Source extract
========================

Katie Greene is the family life coordinator for Ascension Press and works specifically with the Joy-Filled Marriage program, a marriage preparation program that has been adopted by a number of parishes in the Philadelphia Archdiocese in coordination with the archdiocesan Office for Life and Family.
A member of Our Lady Help of Christians Parish in Abington, Greene is a graduate of Nazareth Academy and Holy Family University where she received her undergraduate degree in theology. She received her master’s degree in theology from the Graduate School of Theology at St. Charles Borromeo Seminary. She is also a former teacher of theology at Nazareth Academy High School.
In this interview she discusses the Joy-Filled Marriage program.
Q. How many parishes, deaneries or groups in the archdiocese are using the Joy-Filled Marriage program?
A. We currently utilize 12 parishes and the Archdiocesan Pastoral Center as our host sites. We have at least one location in each deanery, although we have found that engaged couples are more inclined to choose a seminar based on date rather than location. In addition to the archdiocesan offerings, several other parishes in the archdiocese use the Joy-Filled Marriage program directly with their engaged couples.
Q. Approximately how many engaged couples go through the program in a given year?

========================

Entries provided
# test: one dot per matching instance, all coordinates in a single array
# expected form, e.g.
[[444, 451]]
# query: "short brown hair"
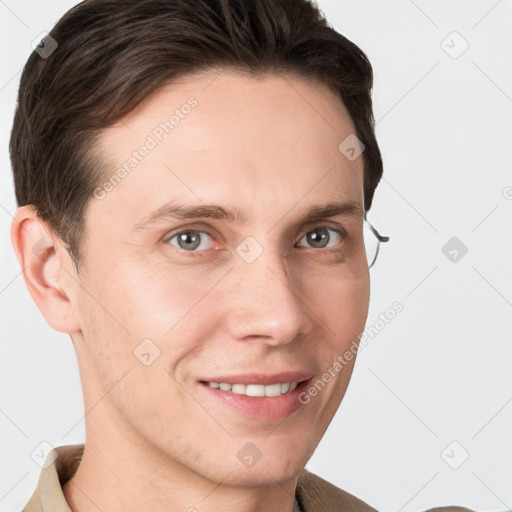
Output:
[[112, 54]]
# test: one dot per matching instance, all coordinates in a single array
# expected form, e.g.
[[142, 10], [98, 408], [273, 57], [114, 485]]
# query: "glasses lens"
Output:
[[371, 244]]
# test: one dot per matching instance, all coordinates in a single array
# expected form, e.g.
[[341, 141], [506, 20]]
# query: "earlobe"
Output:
[[42, 258]]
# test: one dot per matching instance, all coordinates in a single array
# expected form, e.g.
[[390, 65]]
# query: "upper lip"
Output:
[[261, 378]]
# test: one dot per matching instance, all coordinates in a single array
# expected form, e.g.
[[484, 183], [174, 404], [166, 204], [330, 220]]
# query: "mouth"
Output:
[[261, 402]]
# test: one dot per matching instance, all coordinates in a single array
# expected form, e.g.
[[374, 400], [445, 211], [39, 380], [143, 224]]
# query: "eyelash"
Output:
[[340, 232]]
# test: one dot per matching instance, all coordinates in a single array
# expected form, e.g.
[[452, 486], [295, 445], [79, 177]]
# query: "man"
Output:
[[193, 180]]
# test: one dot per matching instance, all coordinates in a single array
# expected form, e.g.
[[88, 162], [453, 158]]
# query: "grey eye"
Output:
[[320, 237], [190, 240]]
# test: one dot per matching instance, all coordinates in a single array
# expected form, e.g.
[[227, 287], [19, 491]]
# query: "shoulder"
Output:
[[316, 494]]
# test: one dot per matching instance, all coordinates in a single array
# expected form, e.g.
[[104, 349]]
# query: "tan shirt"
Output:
[[313, 494]]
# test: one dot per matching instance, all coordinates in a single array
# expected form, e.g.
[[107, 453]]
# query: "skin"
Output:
[[154, 441]]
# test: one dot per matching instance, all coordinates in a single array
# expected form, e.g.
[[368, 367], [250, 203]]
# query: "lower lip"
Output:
[[260, 407]]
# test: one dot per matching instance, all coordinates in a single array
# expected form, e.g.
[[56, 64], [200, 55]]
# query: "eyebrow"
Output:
[[173, 211]]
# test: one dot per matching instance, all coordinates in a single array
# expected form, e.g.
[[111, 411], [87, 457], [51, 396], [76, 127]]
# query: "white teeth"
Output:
[[255, 389]]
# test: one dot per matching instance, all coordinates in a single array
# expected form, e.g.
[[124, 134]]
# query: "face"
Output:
[[169, 303]]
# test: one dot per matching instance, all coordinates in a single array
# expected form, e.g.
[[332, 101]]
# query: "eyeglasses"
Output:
[[372, 241]]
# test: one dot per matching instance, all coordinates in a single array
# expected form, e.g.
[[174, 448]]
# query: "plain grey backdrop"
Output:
[[427, 418]]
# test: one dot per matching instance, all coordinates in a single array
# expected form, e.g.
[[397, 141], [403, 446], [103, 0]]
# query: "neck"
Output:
[[120, 473]]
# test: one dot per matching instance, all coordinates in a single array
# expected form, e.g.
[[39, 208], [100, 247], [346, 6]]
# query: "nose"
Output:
[[266, 304]]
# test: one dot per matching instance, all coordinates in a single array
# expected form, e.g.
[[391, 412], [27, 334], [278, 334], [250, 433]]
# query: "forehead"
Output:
[[230, 138]]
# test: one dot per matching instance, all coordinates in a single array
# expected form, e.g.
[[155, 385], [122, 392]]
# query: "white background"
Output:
[[440, 371]]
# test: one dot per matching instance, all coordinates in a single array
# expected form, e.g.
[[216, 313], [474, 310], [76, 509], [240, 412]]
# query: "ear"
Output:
[[47, 269]]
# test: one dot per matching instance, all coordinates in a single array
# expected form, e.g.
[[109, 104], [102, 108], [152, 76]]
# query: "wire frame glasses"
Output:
[[372, 241]]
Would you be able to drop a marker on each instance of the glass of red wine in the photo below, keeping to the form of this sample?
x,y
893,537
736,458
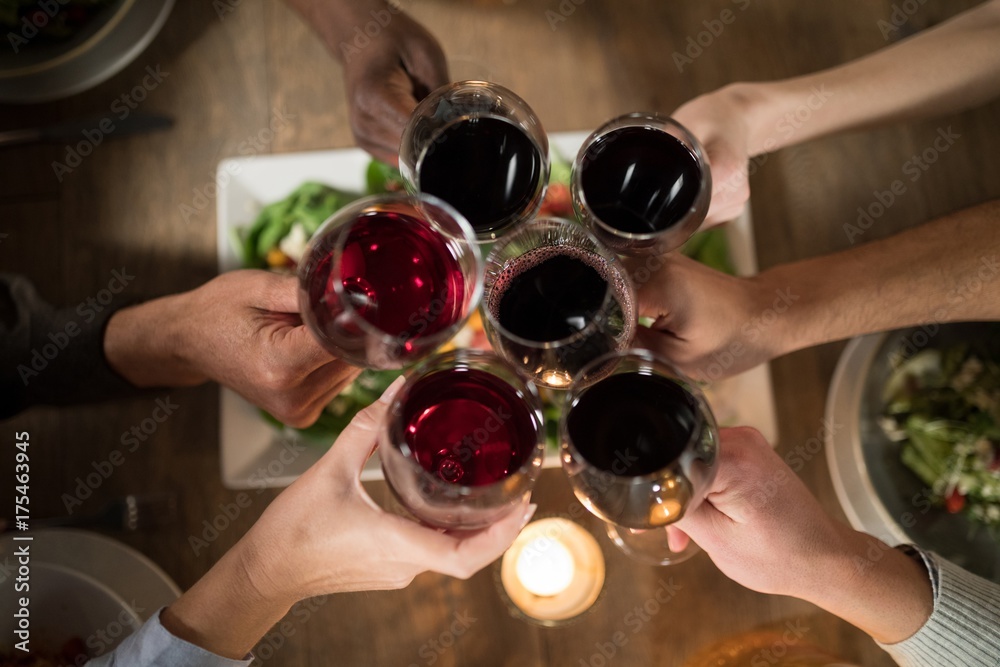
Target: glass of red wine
x,y
481,148
554,300
640,446
388,279
642,184
463,441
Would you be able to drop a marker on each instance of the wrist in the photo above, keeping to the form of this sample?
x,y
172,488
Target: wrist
x,y
873,586
144,344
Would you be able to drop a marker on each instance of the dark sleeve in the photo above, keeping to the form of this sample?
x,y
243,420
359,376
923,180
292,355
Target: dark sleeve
x,y
50,356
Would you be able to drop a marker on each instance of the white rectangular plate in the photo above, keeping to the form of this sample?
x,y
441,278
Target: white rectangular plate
x,y
254,454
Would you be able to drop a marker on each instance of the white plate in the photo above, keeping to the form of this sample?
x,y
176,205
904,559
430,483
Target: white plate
x,y
65,605
255,454
82,583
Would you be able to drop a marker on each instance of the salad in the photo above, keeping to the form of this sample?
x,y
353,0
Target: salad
x,y
943,406
277,239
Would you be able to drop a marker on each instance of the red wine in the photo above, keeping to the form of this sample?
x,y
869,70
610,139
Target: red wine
x,y
397,273
487,168
633,424
468,426
640,180
553,292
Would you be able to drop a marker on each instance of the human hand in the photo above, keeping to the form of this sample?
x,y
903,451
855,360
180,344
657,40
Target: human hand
x,y
324,534
387,77
719,121
707,323
242,330
763,529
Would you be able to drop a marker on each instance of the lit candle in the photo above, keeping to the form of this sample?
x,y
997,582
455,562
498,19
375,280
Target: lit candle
x,y
545,567
553,571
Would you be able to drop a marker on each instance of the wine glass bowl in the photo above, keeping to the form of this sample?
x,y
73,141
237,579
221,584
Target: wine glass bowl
x,y
388,279
481,148
639,447
554,300
463,441
642,184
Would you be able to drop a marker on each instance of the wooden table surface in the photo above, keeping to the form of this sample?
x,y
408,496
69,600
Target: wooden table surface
x,y
225,78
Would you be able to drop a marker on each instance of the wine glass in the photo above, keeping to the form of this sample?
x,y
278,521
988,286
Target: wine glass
x,y
388,279
642,184
554,300
463,441
639,447
481,148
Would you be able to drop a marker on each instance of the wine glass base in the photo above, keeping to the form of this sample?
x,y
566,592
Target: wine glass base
x,y
650,546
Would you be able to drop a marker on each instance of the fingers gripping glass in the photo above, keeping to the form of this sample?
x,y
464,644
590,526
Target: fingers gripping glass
x,y
639,447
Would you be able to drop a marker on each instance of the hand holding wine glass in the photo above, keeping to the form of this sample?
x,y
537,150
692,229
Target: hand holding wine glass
x,y
708,323
243,330
763,528
639,446
463,441
324,535
390,61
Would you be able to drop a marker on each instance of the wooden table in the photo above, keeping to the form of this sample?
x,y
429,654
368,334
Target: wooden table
x,y
225,77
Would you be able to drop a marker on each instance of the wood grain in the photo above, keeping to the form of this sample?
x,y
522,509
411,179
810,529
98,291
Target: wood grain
x,y
145,203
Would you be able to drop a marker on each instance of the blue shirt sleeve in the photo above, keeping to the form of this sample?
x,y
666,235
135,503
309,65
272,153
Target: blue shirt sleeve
x,y
154,646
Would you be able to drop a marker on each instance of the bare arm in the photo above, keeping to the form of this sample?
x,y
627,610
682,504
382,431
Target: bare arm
x,y
712,324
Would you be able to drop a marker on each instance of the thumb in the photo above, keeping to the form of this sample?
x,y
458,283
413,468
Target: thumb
x,y
279,293
352,449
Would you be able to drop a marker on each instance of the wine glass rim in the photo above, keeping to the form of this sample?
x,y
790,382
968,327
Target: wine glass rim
x,y
652,121
609,294
417,200
578,389
526,390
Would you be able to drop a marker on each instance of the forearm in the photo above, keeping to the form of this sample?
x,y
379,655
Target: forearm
x,y
143,344
874,587
225,611
52,356
945,69
944,271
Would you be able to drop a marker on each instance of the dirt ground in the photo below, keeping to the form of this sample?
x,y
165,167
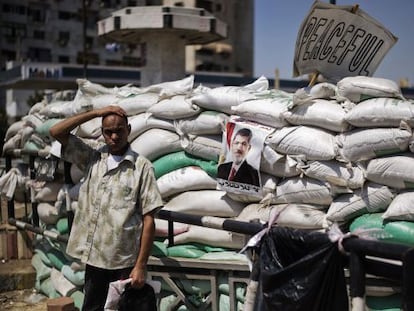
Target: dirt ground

========================

Directions
a. Duplicate the entire interview about the Joy-Filled Marriage program above, word for word.
b. Set down the part of the records that opens with their first line and closes with the line containing "[[112, 54]]", reproducing both ends and everything between them verbatim. Omit the pictures.

The results
a.
Katie Greene is the family life coordinator for Ascension Press and works specifically with the Joy-Filled Marriage program, a marriage preparation program that has been adopted by a number of parishes in the Philadelphia Archdiocese in coordination with the archdiocesan Office for Life and Family.
A member of Our Lady Help of Christians Parish in Abington, Greene is a graduate of Nazareth Academy and Holy Family University where she received her undergraduate degree in theology. She received her master’s degree in theology from the Graduate School of Theology at St. Charles Borromeo Seminary. She is also a former teacher of theology at Nazareth Academy High School.
In this interview she discusses the Joy-Filled Marriage program.
Q. How many parishes, deaneries or groups in the archdiocese are using the Joy-Filled Marriage program?
A. We currently utilize 12 parishes and the Archdiocesan Pastoral Center as our host sites. We have at least one location in each deanery, although we have found that engaged couples are more inclined to choose a seminar based on date rather than location. In addition to the archdiocesan offerings, several other parishes in the archdiocese use the Joy-Filled Marriage program directly with their engaged couples.
Q. Approximately how many engaged couples go through the program in a given year?

b.
# test: one dot per matching instance, all coordinates in a single array
# expected form, e.g.
[[444, 451]]
# query: "short brown hair"
Output:
[[112, 54]]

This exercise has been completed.